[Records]
────────────────────────────────────────

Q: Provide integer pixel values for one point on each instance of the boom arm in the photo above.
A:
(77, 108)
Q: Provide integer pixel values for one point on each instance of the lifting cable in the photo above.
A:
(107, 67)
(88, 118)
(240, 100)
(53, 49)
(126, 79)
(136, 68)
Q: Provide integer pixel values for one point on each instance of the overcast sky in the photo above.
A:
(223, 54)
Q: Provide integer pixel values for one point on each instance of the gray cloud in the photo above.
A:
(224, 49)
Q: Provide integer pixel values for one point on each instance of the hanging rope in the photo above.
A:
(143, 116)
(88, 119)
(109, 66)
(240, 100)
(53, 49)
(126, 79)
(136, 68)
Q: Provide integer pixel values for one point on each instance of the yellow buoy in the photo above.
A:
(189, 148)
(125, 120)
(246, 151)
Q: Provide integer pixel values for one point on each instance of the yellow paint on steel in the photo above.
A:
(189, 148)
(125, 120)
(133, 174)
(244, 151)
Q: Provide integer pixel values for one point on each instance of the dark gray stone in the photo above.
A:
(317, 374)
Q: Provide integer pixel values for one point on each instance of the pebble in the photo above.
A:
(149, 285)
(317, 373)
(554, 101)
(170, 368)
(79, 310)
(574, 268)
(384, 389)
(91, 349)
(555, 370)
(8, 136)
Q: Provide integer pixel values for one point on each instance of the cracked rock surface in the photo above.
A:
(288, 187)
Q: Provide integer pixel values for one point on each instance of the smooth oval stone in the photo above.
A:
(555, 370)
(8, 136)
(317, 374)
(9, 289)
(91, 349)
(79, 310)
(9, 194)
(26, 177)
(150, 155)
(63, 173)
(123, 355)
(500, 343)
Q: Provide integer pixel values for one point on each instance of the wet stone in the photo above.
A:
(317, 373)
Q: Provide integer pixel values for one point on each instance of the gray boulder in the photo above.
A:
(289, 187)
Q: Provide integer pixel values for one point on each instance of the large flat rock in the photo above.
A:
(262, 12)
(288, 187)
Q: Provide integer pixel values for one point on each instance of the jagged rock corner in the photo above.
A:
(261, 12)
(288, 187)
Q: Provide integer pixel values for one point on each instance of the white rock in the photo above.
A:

────────────────────────────────────────

## Task directions
Rewrite every line from the one containing "oval stone in the photo above." through the end of the items, requests included, with each coordinate in the answers multiplied by 0.25 and rounded to a whole number, halves rounding up. Give only those lines.

## Exercise answer
Q: Provide integer pixel values for one point on each instance of the smooth oval stone in the photo above.
A:
(139, 93)
(2, 34)
(79, 94)
(2, 72)
(23, 87)
(20, 78)
(2, 49)
(7, 44)
(38, 39)
(16, 43)
(31, 89)
(125, 86)
Q: Provide integer pixel values for one point on each instance of the wet stone in the photo above.
A:
(79, 93)
Q: Provide integer pixel values for one point on each instance of the gray boulder in the photo above.
A:
(72, 47)
Q: Provide integer pixel values for one point on each instance of the large flat rock in the photo above.
A:
(66, 3)
(72, 47)
Q: Provide integer pixel values for one point on each instance of the jagged rock corner in the photo above.
A:
(65, 3)
(72, 47)
Q: Provide integer pixel values for one point on each instance of the white rock in the photo above.
A:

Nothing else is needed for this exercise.